■ WHAT TO PRODUCE
Output every entry below verbatim, with the pictures left out.

■ INPUT ROWS
------------

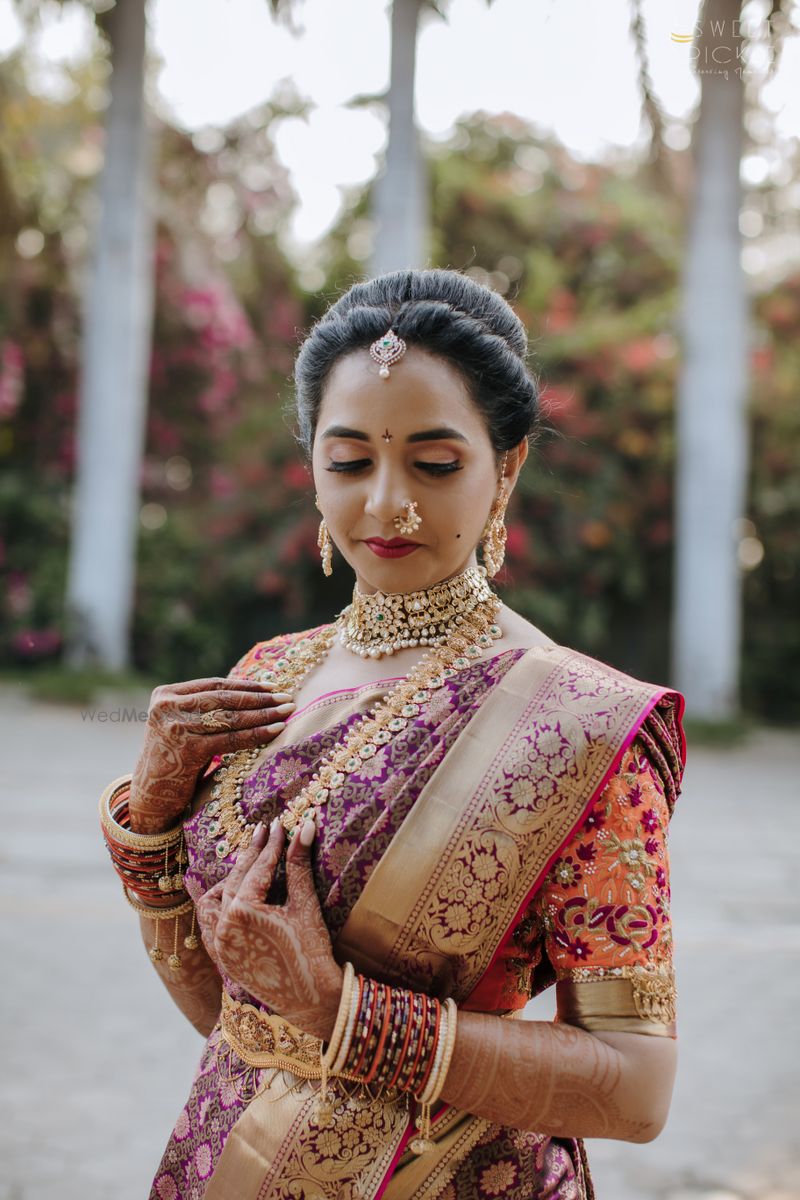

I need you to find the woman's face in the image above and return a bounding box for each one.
[312,347,528,593]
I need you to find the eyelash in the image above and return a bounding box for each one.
[325,458,463,475]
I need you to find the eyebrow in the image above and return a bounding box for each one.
[323,425,469,445]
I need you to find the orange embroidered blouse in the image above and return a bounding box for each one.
[467,737,674,1032]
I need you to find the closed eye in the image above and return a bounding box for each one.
[325,458,463,475]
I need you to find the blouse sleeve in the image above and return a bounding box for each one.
[535,738,675,1037]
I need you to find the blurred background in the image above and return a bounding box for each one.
[0,0,800,722]
[0,0,800,1200]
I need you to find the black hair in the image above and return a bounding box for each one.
[295,269,539,458]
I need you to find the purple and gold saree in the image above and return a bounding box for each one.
[151,630,685,1200]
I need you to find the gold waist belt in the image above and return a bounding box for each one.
[219,991,369,1084]
[219,991,323,1079]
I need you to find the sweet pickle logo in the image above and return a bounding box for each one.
[669,19,775,79]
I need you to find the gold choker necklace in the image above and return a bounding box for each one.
[337,566,500,659]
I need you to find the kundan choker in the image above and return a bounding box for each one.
[339,566,500,659]
[205,566,503,844]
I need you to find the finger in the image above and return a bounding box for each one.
[222,821,267,910]
[287,818,319,905]
[189,689,293,713]
[194,880,224,946]
[156,676,291,700]
[206,721,293,755]
[189,701,295,737]
[235,817,284,905]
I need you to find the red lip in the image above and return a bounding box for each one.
[363,538,420,550]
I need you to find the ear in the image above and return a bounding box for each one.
[504,438,529,494]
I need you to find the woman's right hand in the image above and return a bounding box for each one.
[128,678,295,833]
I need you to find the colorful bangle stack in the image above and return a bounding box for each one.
[318,962,457,1154]
[100,775,200,971]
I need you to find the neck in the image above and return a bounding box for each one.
[354,551,479,596]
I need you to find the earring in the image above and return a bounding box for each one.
[481,450,509,578]
[314,496,333,575]
[393,500,422,534]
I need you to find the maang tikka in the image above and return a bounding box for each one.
[392,500,422,534]
[481,450,509,578]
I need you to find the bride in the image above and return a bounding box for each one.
[101,270,685,1200]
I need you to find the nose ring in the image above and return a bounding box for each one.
[395,500,422,534]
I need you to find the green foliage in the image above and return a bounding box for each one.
[0,68,800,719]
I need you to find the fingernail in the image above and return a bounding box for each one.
[300,821,317,846]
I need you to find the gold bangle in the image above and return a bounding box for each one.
[317,962,355,1126]
[320,962,355,1070]
[331,974,360,1075]
[100,775,184,851]
[122,883,194,920]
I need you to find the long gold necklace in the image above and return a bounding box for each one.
[207,568,503,859]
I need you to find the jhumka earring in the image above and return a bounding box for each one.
[369,329,405,379]
[314,496,333,575]
[393,500,422,534]
[481,450,509,578]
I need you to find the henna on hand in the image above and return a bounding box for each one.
[128,677,295,833]
[441,1010,675,1142]
[197,821,343,1040]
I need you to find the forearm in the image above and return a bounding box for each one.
[441,1012,675,1141]
[139,912,222,1037]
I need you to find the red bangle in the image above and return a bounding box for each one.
[414,1000,441,1096]
[365,984,392,1084]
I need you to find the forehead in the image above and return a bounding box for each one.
[317,346,485,436]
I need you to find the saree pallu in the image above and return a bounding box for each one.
[151,631,685,1200]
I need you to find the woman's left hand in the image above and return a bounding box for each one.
[197,821,343,1040]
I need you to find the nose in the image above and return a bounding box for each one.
[365,467,413,528]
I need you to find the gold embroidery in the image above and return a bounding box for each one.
[630,966,678,1021]
[555,962,676,1037]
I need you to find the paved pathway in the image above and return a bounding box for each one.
[0,686,800,1200]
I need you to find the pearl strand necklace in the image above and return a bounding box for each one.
[206,568,503,859]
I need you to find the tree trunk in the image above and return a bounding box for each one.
[372,0,428,275]
[66,0,155,670]
[673,0,748,721]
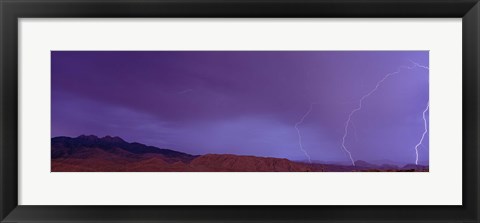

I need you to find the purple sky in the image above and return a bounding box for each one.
[51,51,429,164]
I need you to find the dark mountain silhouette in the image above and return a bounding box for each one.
[51,135,428,172]
[52,135,197,161]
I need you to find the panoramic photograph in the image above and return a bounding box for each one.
[51,51,430,172]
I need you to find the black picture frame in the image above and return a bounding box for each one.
[0,0,480,222]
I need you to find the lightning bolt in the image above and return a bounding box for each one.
[415,102,430,165]
[342,60,429,166]
[294,103,317,163]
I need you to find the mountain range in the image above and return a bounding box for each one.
[51,135,428,172]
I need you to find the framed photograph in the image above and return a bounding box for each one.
[0,0,480,223]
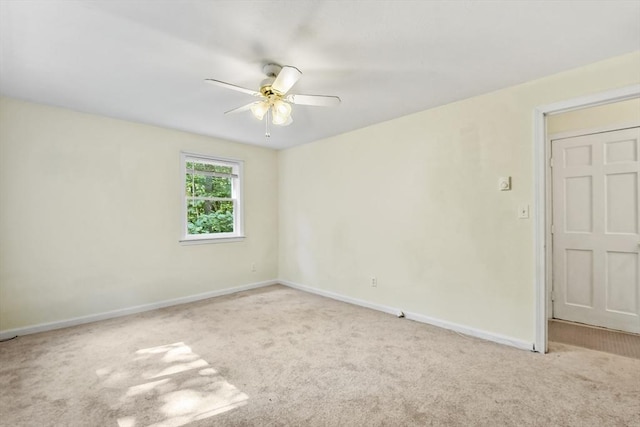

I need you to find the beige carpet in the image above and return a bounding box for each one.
[549,320,640,359]
[0,286,640,427]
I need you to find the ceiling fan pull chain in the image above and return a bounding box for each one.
[264,108,271,138]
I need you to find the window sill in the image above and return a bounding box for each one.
[180,236,245,245]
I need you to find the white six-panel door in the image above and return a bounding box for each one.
[551,128,640,333]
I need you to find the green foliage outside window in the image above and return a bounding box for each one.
[185,162,233,234]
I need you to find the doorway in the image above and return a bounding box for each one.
[534,85,640,353]
[549,125,640,334]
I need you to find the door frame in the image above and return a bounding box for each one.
[533,84,640,353]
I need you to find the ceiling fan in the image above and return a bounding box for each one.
[205,64,340,138]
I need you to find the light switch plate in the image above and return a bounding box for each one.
[518,205,529,219]
[498,176,511,191]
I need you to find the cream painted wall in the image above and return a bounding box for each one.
[547,98,640,135]
[278,52,640,343]
[0,98,278,331]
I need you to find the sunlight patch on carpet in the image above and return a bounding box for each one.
[96,342,249,427]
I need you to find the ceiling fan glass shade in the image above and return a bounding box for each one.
[271,99,291,125]
[251,101,269,120]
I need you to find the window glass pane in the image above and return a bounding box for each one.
[187,200,233,234]
[185,173,232,198]
[187,162,233,173]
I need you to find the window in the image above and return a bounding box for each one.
[182,153,244,241]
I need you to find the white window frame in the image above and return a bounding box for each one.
[180,151,245,244]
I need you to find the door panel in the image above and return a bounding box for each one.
[551,128,640,333]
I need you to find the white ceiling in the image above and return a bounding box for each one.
[0,0,640,149]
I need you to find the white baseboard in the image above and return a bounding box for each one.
[278,280,534,351]
[0,280,279,340]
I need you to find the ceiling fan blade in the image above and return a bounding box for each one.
[204,79,260,96]
[286,94,341,107]
[271,65,302,95]
[224,101,262,114]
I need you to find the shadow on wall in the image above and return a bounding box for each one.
[96,342,249,427]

------------

■ THE ANSWER
I need you to find the woman's face in the image above and return a bounding box for each one.
[312,347,528,593]
I need you to find the eyelash in the image above and return a bounding box for each one.
[325,458,463,475]
I need you to find the eyebrow in the image above and return a bounding box for each one.
[323,425,469,445]
I need you to find the orange embroidered blouse in the image above and return a bounding box for each one.
[467,737,674,1032]
I need you to find the closed eye in the image above and return a bounding box for each one.
[325,458,463,475]
I need you to find the blouse sleeve in the image above and return a bounding box for each one.
[535,738,675,1037]
I need you to find the blurred background in the image above and return a bounding box for each one.
[0,0,800,722]
[0,0,800,1200]
I need you to find the black hair in the image above and return a bounding box for each one.
[295,269,539,458]
I need you to find the purple and gold saree in the image above and return a bounding box for each one.
[151,630,685,1200]
I need you to find the gold waist belt in the image above and return a bounding box for each one.
[219,991,369,1084]
[219,991,323,1079]
I need you to find the sweet pickle logo in the image above and return a bounding box for each one.
[669,19,775,79]
I need you to find the gold choker necklace in the image above and return a bounding box for each one.
[337,566,500,659]
I need you to find the kundan choker in the image above and return a bounding box for each one.
[339,566,500,659]
[205,566,503,844]
I need you to find the finger in the image above and return a bounding box for each one.
[222,821,267,910]
[287,818,319,905]
[189,689,293,713]
[194,880,224,946]
[156,676,291,700]
[206,721,293,755]
[189,701,295,737]
[235,817,284,905]
I need you to find the red lip in the image above and return a bounding box for each one.
[363,538,420,550]
I need you to find the ear in the image above and return a bounding box for each one.
[504,438,529,494]
I need you to find the woman's right hand in the image above and return a bounding box for each one.
[128,678,295,833]
I need you to find the colorful bangle stack in the image above and return a bounding box for each one.
[318,962,457,1154]
[100,775,200,971]
I need you to find the neck in the image above and return a bounding box for each one.
[354,551,479,596]
I need you to find the earring in the image above and return a bounding box for each one.
[481,450,509,578]
[314,496,333,575]
[393,500,422,534]
I need you to find the maang tikka in the image above and return a bounding box for each one.
[392,500,422,534]
[481,450,509,578]
I need you to find the bride in the image above and return a bounding box for each one.
[101,270,685,1200]
I need you to find the nose ring in the image above and return a bounding box for each one.
[395,500,422,534]
I need you to find the green foliage in the image above and return a bounding box for each one.
[0,68,800,719]
I need you to find the fingernail in the image above and return a bounding box for each one.
[300,821,317,846]
I need you to find the gold bangle in the image above and return a bounding box for each one.
[317,962,355,1126]
[320,962,355,1070]
[331,974,360,1075]
[100,775,184,851]
[122,883,194,920]
I need you to find the long gold necklace in the image above and return a bounding box for each one.
[207,568,503,859]
I need you to find the jhumka earring in the image above and return a bounding box for each one.
[369,329,405,379]
[314,496,333,575]
[393,500,422,534]
[481,450,509,578]
I need you to find the henna on hand in the image above and return a bounding box for each one.
[128,677,295,833]
[441,1010,675,1142]
[197,821,343,1040]
I need you to find the forearm in the image above and return a bounding box for each one.
[441,1012,675,1141]
[139,912,222,1037]
I need you to find the red bangle in the image above and return a bounding box for each one.
[414,1000,441,1096]
[365,984,392,1084]
I need you to find the forehead in the image above and return a bounding box for each one.
[317,346,485,436]
I need you to find the saree pallu in the image above and return a bounding box for each one.
[151,631,685,1200]
I need you to find the woman's left hand in the image above and return a bounding box for each one.
[197,821,343,1040]
I need you to find the nose in the image above and return a bounding box for each one.
[365,467,413,528]
I need you to find the gold embroidery in the image above and return a bounding box for each one.
[630,966,678,1021]
[555,962,676,1037]
I need you to find the paved pathway in the image above and return a bounding box for each one.
[0,686,800,1200]
I need you to find the pearl strand necklace in the image above and return a bounding box for each one.
[206,568,503,859]
I need you to find the tree trunk in the image above and return a bounding box for each one.
[372,0,428,275]
[66,0,155,670]
[673,0,748,721]

I need you to find the purple sky in the image above and return a bounding box for each one.
[51,51,429,164]
I need you to find the dark mountain silhouette in the image above and return a bounding box for each one.
[51,135,428,172]
[52,135,197,161]
I need you to find the panoramic photograph in the image above and return a bounding box for each one.
[51,51,430,172]
I need you to find the black picture frame in the image above and return a bounding box for each one.
[0,0,480,222]
I need you to find the lightning bolt in the image above and return a bounding box for each one.
[415,102,430,165]
[342,60,429,166]
[294,103,317,163]
I need you to find the mountain range in the image above and return a bounding box for each one.
[51,135,428,172]
I need you to find the framed photograph in the image above and return a bounding box for each one.
[0,0,480,223]

I need you to find the beige carpet in the image above and return a bounding box for each one.
[549,320,640,359]
[0,286,640,427]
I need you to find the ceiling fan pull chain in the image above and return a bounding box for each one.
[264,108,271,138]
I need you to find the window sill in the image above and return a bounding box for each one.
[180,236,245,245]
I need you to find the white six-panel door in the image above and return a bounding box for each one.
[551,128,640,333]
I need you to find the green foliage outside window in the image above and return a bounding box for each one.
[185,162,233,234]
I need you to find the doorway in the image above and return a bounding box for each one.
[534,85,640,353]
[549,125,640,334]
I need you to find the door frame in the image above and return a bounding box for each one.
[533,84,640,353]
I need you to find the ceiling fan in the image above and return a bounding box for each one.
[205,64,340,138]
I need you to find the light switch plate in the image above and return a bounding box for each one.
[518,205,529,219]
[498,176,511,191]
I need you to find the cream painted wall in the image above and return a bounding box for each one.
[547,98,640,135]
[278,52,640,343]
[0,98,278,331]
I need you to find the sunlight patch on carpet in the image above and return a bounding box for each one.
[96,342,249,427]
I need you to find the ceiling fan glass shade in the image above and return a bounding box for each one.
[271,99,291,125]
[251,101,269,120]
I need you to find the window glass pane in the image above and return a bounding box for each one.
[187,200,233,234]
[185,173,232,198]
[187,162,233,173]
I need you to find the window in the image above and return a bounding box for each one.
[182,153,244,241]
I need you to find the white window frame in the image above and return a bounding box for each one.
[180,151,245,244]
I need you to find the door panel in the image above and return a bounding box for each one.
[551,128,640,333]
I need you to find the white ceiling in the image above and return a bounding box for each one.
[0,0,640,149]
I need you to find the white baseboard in the image above and return a bounding box for each one.
[278,280,534,351]
[0,280,279,340]
I need you to find the ceiling fan blade in the image above and return a bounding box for each one.
[204,79,260,96]
[286,94,341,107]
[271,65,302,95]
[224,101,262,114]
I need you to find the shadow on wall in the image above and return a bounding box for each one.
[96,342,249,427]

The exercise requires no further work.